• Aim
Reproduce the rows below word for word, keeping every line in its original order.

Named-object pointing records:
start
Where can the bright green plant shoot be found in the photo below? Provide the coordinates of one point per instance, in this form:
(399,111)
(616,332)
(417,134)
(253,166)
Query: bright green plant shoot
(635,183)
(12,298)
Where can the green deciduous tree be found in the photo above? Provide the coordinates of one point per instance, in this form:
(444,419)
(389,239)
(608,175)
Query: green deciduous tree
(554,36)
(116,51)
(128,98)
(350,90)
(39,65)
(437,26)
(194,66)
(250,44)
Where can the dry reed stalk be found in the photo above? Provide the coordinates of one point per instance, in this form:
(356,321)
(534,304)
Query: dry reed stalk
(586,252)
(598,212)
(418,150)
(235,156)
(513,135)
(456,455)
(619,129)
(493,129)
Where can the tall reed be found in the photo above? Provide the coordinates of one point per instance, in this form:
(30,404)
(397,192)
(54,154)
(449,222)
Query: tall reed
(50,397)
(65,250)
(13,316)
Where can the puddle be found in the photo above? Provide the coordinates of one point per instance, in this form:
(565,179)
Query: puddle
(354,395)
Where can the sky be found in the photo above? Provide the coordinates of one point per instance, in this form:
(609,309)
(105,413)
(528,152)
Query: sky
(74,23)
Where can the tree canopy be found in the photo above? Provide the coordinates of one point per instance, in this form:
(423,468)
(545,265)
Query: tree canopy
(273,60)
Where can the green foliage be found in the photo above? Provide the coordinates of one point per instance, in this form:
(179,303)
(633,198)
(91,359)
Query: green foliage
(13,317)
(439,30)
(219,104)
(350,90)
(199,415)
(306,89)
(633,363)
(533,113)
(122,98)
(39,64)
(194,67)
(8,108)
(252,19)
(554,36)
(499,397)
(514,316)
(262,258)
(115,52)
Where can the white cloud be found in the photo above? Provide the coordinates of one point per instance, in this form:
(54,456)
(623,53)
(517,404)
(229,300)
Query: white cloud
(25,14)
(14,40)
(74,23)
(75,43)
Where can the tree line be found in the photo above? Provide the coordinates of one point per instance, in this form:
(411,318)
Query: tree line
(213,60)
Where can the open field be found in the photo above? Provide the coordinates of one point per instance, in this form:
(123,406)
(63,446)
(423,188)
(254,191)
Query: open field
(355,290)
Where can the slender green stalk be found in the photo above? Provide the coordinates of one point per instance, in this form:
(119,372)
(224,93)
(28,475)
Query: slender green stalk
end
• Output for this task
Where can the bright green plant shoot be found in the photo below? Provide the coordinates of one point per instance, in this form:
(399,111)
(616,332)
(417,134)
(253,166)
Query: bright green plant shoot
(635,183)
(12,298)
Where can the green deciduous tree be found in the photo above? Provide the coordinates of one point per instance, in this form:
(444,419)
(389,239)
(608,175)
Query: green deciduous tree
(554,36)
(116,51)
(128,98)
(350,90)
(39,65)
(437,26)
(194,66)
(250,44)
Where can the dry reed stalk be found in the photo above? Provide the coordinates of one point per instance, in this form:
(356,321)
(534,304)
Query: dry reed stalk
(586,252)
(598,212)
(418,150)
(235,156)
(513,135)
(456,455)
(619,129)
(493,129)
Where can the tall reed be found in the photo above? Provide the coordinates of one point per instance, in this form:
(30,404)
(397,192)
(54,154)
(449,222)
Query: tall reed
(50,397)
(65,250)
(13,316)
Where can the puddle be found in the photo above? Provide the coordinates of one point per instance, in this form:
(565,179)
Query: puddle
(354,395)
Where can the sky be found in the photo above? Provide the coordinates of one point per instance, in this form:
(609,309)
(105,413)
(528,152)
Query: sky
(74,23)
Where can the tree canopy be found in the photo above? Provide the coordinates of one point per instance, in this form:
(423,468)
(545,265)
Query: tree canopy
(273,60)
Where can the green foliage be found in the photo above? Provide the coordinates of one point per instance, in this form:
(179,303)
(633,198)
(91,359)
Query: green foliage
(13,317)
(439,30)
(219,104)
(350,90)
(199,415)
(306,89)
(633,363)
(533,113)
(122,98)
(39,64)
(194,67)
(8,108)
(252,19)
(554,36)
(499,397)
(514,316)
(262,258)
(115,52)
Where can the white cloud be found in the photo above? Provide the coordinates of one point per instance, in this form:
(54,456)
(623,53)
(517,404)
(229,300)
Query: white cloud
(25,14)
(14,40)
(74,23)
(75,43)
Where can the tree line be found in the photo above? Provide the coordinates of one point per instance, in this form:
(411,318)
Query: tree line
(213,60)
Where can the open field be found in the photo above? Provide the coordinates of one point per instance, in this form:
(123,406)
(63,446)
(423,188)
(254,191)
Query: open field
(355,290)
Where can the slender green stalk be found in the photo above? Provide the coordinates of one point per instance, in this form:
(119,372)
(224,93)
(28,475)
Query: slender green stalk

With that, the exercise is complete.